YOUR OBJECTIVE: Quote every line as given.

MATERIALS PROVIDED:
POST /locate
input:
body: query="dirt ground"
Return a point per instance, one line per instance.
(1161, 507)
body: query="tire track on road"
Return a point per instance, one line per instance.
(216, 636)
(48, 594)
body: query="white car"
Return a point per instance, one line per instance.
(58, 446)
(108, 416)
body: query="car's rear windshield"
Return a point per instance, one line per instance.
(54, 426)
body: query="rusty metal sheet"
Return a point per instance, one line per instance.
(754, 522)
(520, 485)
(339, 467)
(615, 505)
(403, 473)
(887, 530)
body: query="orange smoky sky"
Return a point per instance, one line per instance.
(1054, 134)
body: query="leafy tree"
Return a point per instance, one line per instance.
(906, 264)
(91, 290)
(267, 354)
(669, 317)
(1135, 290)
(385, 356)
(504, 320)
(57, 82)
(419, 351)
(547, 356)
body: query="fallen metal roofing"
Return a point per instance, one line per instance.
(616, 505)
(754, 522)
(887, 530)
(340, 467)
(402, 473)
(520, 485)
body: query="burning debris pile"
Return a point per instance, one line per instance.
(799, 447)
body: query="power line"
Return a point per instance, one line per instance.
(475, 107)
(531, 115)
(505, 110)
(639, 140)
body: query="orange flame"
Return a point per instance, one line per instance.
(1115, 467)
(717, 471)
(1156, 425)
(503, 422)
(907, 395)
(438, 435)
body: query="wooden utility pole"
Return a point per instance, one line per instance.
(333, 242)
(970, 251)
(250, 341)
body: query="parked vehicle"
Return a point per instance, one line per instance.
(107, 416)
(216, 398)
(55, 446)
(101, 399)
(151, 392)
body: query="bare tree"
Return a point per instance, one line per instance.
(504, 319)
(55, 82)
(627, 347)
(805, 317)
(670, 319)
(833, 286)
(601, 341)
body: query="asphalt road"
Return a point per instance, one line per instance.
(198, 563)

PROBLEM SOLUTION:
POST /locate
input:
body: query="dirt ground"
Return a point per instance, one line per instance.
(1161, 507)
body: query="tire track on road"
Return a point per instance, one line per instance.
(216, 636)
(48, 594)
body: query="white car"
Return a point per instance, one line per instance.
(58, 446)
(108, 416)
body: query="car's rear windshield"
Return a point per instance, one line per instance.
(54, 426)
body: query="rusty metal sheet"
Return a point per instance, one line per instance.
(754, 522)
(520, 485)
(339, 467)
(615, 505)
(403, 473)
(887, 530)
body: query="orange smoky sky"
Return a point per instance, one line per instance.
(1054, 134)
body: query="leafy tree"
Return a point per instance, one line per instance.
(906, 264)
(91, 290)
(267, 354)
(669, 317)
(1135, 290)
(385, 356)
(504, 320)
(57, 82)
(419, 351)
(547, 356)
body: query="fallen metal roofing"
Return a point per instance, one line per instance.
(616, 505)
(754, 522)
(887, 530)
(340, 467)
(402, 473)
(520, 485)
body: query="burning debris pile"
Return a point per instance, one line per instance.
(799, 447)
body: query="power line"
Return a point per instance, one line per instance.
(475, 107)
(531, 115)
(505, 110)
(639, 140)
body: query="orange flame"
Return a point per instance, one line per instance.
(1115, 467)
(717, 471)
(1156, 425)
(503, 422)
(907, 395)
(438, 435)
body: query="wooden utility pole"
Return a point per instance, one line per instance.
(333, 242)
(970, 251)
(250, 341)
body: query="parked vehicle"
Return a point per instance, one line per instance.
(107, 416)
(216, 398)
(55, 446)
(101, 399)
(151, 392)
body: query="bare tree"
Return a point per instance, one line per instance.
(504, 319)
(55, 82)
(627, 347)
(805, 317)
(670, 319)
(833, 286)
(601, 341)
body: query="asphalt road"
Return a point per instance, one line per instance.
(198, 563)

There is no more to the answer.